Starting at the line that contains "the window frame", quote every line through the end of the entries, word for word, skipping the pictures.
(Given data Opens)
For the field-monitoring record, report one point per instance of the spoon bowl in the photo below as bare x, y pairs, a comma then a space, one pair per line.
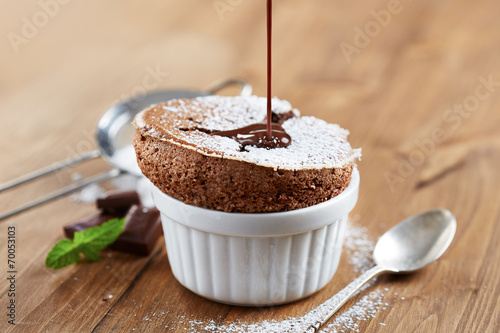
415, 242
410, 245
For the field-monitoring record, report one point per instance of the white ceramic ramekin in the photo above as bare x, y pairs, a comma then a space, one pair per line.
255, 259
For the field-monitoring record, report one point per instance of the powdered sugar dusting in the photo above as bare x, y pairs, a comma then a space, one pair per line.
315, 143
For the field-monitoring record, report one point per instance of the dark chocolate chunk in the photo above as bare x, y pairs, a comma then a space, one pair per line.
118, 202
85, 223
141, 231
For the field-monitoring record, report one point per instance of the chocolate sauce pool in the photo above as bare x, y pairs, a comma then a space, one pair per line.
259, 134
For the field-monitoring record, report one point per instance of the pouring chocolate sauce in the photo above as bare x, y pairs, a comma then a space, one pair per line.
263, 135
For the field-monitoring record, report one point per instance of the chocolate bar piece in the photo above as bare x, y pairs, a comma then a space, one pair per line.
141, 231
118, 202
85, 223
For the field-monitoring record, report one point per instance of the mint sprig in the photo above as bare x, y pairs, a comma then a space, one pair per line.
89, 242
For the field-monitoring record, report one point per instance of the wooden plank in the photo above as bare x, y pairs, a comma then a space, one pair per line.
404, 96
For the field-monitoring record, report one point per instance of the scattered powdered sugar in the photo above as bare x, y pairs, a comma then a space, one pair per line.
346, 320
316, 144
358, 248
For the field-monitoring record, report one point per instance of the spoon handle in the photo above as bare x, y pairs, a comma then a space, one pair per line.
325, 312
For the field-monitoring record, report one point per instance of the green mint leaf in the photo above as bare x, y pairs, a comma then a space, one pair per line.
93, 240
63, 254
89, 252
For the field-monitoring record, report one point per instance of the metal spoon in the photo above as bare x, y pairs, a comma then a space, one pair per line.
114, 138
410, 245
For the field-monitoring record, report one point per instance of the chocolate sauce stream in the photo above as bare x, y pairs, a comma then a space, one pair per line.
269, 64
256, 135
259, 134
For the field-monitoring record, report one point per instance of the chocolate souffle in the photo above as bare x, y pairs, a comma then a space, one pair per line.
178, 149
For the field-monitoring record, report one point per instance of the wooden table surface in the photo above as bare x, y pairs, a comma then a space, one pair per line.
416, 82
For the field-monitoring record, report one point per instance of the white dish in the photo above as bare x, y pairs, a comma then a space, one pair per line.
255, 259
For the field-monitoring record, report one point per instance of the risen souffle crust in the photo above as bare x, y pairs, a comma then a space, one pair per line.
175, 151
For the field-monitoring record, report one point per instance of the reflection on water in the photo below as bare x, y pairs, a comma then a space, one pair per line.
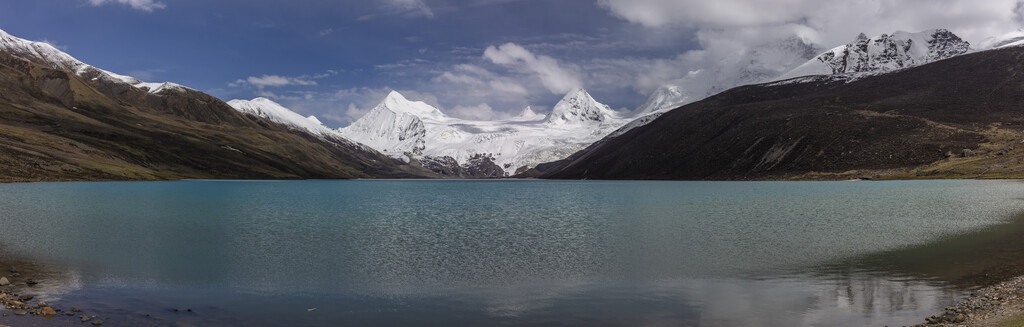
514, 252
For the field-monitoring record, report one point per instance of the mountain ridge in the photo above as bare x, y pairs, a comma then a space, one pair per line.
922, 122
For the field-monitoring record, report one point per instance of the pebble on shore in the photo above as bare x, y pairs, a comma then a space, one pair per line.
986, 307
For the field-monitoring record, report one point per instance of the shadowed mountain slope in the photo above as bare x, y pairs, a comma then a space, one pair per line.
955, 118
55, 125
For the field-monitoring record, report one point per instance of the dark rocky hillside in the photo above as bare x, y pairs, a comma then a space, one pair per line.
58, 126
962, 117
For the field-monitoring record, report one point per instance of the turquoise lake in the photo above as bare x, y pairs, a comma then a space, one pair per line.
509, 252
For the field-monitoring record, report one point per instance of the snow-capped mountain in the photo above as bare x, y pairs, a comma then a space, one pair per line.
579, 108
409, 129
265, 108
44, 53
748, 67
758, 65
883, 53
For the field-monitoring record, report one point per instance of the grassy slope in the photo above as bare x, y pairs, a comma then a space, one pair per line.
55, 126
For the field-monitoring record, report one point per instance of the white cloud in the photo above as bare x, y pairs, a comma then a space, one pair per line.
726, 30
557, 79
272, 80
718, 12
478, 112
836, 22
144, 5
410, 7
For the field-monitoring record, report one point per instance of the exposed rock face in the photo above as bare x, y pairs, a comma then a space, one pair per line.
923, 121
884, 53
579, 108
64, 120
478, 166
414, 130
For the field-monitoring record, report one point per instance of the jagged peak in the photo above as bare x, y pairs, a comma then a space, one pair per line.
884, 53
397, 104
528, 114
579, 107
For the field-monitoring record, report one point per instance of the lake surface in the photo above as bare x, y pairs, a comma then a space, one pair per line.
510, 252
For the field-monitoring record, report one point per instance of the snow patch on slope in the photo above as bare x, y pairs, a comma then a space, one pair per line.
265, 108
44, 53
409, 129
884, 53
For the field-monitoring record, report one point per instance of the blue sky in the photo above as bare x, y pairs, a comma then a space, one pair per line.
473, 58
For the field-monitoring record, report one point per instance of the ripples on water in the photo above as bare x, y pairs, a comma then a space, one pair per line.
505, 252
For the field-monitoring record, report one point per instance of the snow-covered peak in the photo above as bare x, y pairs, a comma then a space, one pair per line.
266, 108
884, 53
578, 107
44, 53
398, 104
528, 115
1015, 38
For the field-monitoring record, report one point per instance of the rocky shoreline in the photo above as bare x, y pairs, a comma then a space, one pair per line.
996, 305
19, 304
15, 295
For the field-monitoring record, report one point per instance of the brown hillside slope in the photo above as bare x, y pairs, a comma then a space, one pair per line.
56, 126
956, 118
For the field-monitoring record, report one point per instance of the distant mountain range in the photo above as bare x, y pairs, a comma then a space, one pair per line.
61, 119
869, 109
955, 116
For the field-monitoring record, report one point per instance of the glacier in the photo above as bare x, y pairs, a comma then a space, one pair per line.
414, 130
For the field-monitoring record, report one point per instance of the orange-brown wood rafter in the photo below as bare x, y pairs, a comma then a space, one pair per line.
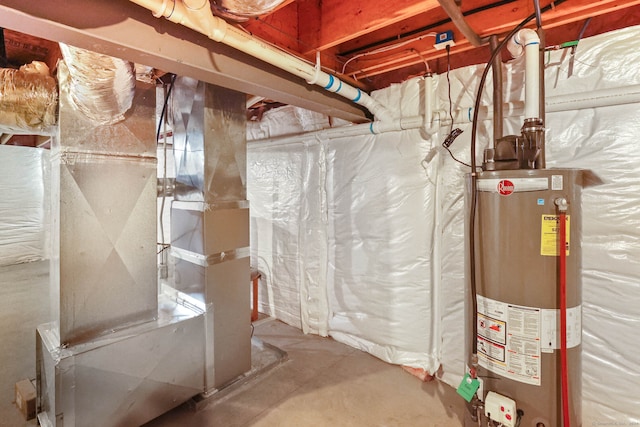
341, 21
498, 20
555, 36
279, 27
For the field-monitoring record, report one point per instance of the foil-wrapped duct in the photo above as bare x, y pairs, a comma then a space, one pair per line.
28, 100
102, 87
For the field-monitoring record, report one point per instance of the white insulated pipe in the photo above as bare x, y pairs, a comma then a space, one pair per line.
576, 101
527, 41
197, 15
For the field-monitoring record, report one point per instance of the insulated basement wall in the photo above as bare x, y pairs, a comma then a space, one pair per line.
24, 215
362, 239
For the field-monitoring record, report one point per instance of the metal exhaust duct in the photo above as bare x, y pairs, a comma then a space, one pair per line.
115, 352
210, 221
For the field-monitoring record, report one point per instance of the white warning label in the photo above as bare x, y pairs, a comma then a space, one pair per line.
550, 336
509, 340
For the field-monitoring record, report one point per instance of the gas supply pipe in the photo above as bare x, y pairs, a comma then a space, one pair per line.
562, 206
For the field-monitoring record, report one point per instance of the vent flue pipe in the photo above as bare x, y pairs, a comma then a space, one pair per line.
197, 15
527, 41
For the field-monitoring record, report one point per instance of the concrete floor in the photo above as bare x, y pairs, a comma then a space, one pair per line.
323, 382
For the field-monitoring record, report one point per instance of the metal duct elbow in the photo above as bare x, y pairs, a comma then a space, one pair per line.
28, 100
101, 87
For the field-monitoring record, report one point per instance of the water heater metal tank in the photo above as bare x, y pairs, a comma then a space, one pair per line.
517, 290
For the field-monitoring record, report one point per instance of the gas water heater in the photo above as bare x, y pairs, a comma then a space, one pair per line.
523, 267
519, 341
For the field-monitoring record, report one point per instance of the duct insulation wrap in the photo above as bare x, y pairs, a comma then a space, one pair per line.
101, 87
247, 8
24, 205
363, 238
28, 101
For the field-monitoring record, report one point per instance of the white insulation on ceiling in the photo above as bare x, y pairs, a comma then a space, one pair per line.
362, 239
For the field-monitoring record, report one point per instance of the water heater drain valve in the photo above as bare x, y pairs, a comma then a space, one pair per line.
500, 409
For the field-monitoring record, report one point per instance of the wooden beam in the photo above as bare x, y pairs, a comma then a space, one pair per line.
554, 36
120, 28
341, 21
498, 20
279, 28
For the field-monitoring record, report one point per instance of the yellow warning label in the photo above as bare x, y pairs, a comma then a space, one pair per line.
550, 235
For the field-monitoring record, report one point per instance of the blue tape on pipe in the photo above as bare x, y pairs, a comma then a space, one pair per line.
330, 82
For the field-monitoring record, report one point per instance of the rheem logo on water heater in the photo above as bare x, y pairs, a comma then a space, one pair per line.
505, 187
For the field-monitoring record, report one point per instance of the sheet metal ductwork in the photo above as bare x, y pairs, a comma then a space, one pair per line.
101, 87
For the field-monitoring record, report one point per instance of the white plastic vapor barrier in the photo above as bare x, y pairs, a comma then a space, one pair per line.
24, 215
362, 238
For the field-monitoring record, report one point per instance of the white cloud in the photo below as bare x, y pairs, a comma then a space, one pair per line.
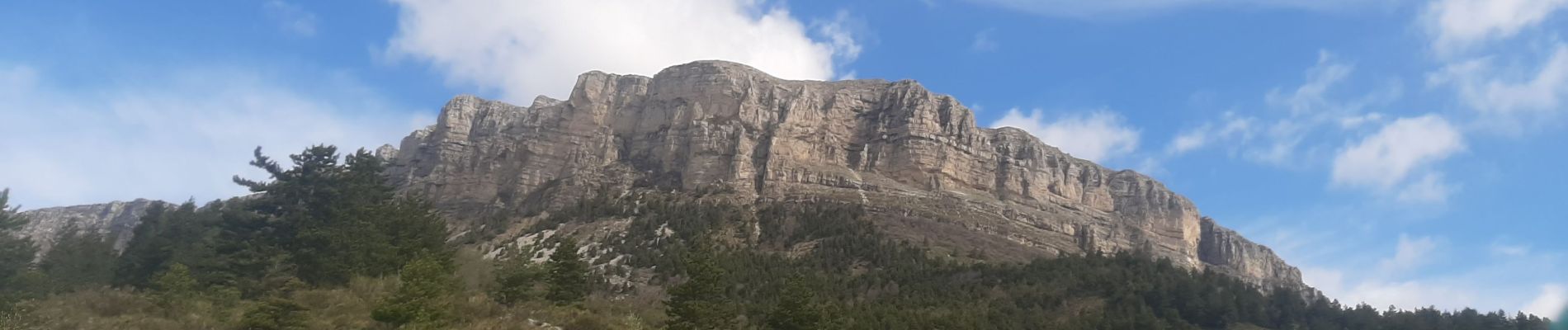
290, 17
1386, 158
1463, 24
1550, 302
172, 134
1501, 91
1493, 284
1101, 8
1313, 110
1095, 134
1360, 120
1410, 254
1501, 249
984, 43
1429, 190
1311, 96
527, 47
1233, 129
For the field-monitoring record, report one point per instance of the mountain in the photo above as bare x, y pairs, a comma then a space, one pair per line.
913, 158
115, 219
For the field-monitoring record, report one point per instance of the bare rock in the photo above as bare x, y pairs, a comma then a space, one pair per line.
913, 157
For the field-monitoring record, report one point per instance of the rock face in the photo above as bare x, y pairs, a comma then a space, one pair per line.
913, 157
115, 219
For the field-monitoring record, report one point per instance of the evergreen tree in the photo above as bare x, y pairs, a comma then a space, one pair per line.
423, 298
517, 280
701, 302
273, 314
568, 274
80, 260
168, 235
336, 221
16, 252
174, 286
799, 309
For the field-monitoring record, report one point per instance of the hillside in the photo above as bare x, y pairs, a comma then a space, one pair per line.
913, 158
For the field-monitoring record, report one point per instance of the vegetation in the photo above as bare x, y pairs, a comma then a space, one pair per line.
568, 274
329, 246
16, 254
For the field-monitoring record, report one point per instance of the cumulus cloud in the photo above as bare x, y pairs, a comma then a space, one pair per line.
1311, 96
984, 43
1491, 90
1463, 24
1386, 158
1520, 282
1289, 136
1093, 134
1101, 8
174, 134
1231, 129
290, 17
1410, 254
1550, 302
529, 47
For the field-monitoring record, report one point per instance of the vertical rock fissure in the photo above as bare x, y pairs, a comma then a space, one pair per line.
759, 155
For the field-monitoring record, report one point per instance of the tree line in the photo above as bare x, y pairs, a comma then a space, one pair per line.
327, 223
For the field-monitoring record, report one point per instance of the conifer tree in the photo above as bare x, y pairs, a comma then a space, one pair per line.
799, 309
273, 314
701, 302
80, 260
517, 280
423, 298
568, 274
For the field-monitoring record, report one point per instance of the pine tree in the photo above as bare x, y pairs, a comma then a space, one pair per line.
517, 280
336, 221
168, 235
423, 298
174, 286
273, 314
568, 274
701, 302
16, 254
80, 260
799, 309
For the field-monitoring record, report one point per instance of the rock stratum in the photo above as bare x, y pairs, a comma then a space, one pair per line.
914, 158
115, 221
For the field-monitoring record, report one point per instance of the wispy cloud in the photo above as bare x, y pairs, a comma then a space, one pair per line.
1457, 26
290, 17
1120, 8
984, 41
174, 134
531, 47
1385, 160
1090, 134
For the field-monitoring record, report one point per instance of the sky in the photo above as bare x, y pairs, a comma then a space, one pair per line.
1400, 152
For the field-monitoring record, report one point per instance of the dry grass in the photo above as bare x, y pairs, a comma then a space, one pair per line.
345, 307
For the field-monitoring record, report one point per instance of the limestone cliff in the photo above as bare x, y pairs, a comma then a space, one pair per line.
909, 155
113, 219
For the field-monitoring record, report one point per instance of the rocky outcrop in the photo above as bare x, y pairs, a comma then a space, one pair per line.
913, 157
113, 219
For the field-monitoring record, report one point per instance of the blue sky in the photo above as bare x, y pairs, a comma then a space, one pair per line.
1400, 152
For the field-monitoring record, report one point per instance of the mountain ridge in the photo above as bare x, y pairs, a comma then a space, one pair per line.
913, 157
891, 144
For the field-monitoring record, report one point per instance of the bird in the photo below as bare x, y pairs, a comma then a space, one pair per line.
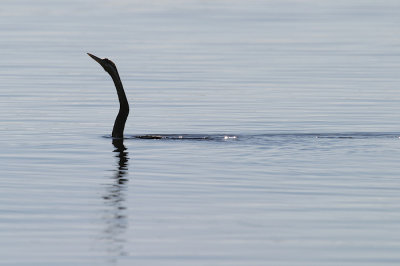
120, 120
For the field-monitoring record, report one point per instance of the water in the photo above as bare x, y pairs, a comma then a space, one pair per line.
308, 88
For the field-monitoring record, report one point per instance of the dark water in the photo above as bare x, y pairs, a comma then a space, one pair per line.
278, 123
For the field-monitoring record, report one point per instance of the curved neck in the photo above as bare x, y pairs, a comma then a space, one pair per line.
119, 124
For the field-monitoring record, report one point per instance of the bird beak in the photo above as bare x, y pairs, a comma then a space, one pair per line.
98, 60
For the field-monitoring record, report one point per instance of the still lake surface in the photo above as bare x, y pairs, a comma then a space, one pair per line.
309, 88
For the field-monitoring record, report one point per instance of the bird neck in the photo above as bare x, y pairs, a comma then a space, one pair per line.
119, 124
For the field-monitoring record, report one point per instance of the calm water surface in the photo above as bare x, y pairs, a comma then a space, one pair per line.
309, 88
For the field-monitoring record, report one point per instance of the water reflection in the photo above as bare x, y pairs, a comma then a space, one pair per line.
116, 219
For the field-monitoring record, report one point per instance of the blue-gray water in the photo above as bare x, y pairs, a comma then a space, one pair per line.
310, 89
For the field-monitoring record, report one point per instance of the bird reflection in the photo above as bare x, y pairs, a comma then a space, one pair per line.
116, 215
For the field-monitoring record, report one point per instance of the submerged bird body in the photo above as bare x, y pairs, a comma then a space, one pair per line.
119, 124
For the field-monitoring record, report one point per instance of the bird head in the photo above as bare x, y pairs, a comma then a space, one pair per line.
107, 64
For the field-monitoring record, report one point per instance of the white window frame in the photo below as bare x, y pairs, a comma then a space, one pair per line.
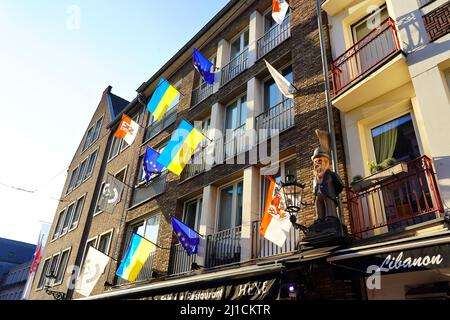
55, 235
69, 250
241, 35
74, 203
86, 176
43, 273
81, 212
234, 183
111, 233
198, 211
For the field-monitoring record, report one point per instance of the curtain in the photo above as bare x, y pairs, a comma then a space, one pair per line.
386, 141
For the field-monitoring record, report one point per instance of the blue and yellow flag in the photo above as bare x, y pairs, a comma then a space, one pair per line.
180, 148
188, 238
163, 96
137, 254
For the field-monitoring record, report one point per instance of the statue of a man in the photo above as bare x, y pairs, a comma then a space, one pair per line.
326, 185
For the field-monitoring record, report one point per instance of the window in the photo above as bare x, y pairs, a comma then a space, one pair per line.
72, 180
236, 113
62, 266
90, 166
77, 215
81, 173
368, 24
105, 242
230, 206
68, 219
272, 95
239, 45
396, 139
115, 147
97, 208
87, 141
59, 224
148, 228
98, 128
192, 213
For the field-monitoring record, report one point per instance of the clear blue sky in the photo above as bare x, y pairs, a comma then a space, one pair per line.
54, 66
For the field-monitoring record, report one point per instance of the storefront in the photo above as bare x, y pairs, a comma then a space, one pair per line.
415, 268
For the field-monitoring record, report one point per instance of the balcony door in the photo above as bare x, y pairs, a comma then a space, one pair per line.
371, 49
230, 206
235, 119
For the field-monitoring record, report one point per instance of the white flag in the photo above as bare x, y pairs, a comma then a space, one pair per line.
279, 10
93, 268
286, 88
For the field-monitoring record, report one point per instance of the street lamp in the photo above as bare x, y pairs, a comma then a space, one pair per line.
293, 196
48, 282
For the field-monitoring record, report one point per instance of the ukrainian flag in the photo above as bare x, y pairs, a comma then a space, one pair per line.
163, 96
135, 258
180, 148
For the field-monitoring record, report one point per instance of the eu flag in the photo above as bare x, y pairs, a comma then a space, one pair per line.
151, 166
203, 66
188, 238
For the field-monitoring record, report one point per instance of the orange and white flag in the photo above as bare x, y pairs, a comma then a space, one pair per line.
275, 224
279, 10
127, 130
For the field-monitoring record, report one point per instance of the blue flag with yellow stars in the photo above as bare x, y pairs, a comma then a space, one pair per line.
188, 238
151, 166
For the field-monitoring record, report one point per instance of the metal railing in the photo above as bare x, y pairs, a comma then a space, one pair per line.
399, 200
234, 142
180, 261
365, 55
223, 247
143, 192
197, 164
275, 36
146, 273
261, 247
158, 126
276, 119
201, 93
235, 67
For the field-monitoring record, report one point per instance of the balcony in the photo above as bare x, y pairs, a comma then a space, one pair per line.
263, 248
223, 248
158, 126
370, 68
399, 200
231, 145
143, 192
235, 67
274, 37
278, 119
196, 165
201, 93
180, 261
146, 273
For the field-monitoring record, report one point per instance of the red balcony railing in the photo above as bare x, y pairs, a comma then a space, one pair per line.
365, 55
404, 199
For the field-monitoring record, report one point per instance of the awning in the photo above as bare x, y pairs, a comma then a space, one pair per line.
399, 257
245, 283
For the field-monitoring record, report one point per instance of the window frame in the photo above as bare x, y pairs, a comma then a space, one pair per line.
72, 227
61, 254
234, 204
109, 232
198, 211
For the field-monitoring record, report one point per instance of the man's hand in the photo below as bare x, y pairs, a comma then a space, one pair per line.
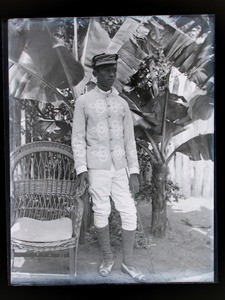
(Given data Closes)
• Result of this exercise:
For the field-monitoring record, report one point per instance of the window frame in the photo above as bare x, y pairs, a comma then a space, one pair per line.
72, 227
61, 254
234, 204
109, 232
198, 211
For the field-monitoring record, report one point per instance of the man's hand in the photo below as bare x, y pairs, a comma then a space, one pair per line.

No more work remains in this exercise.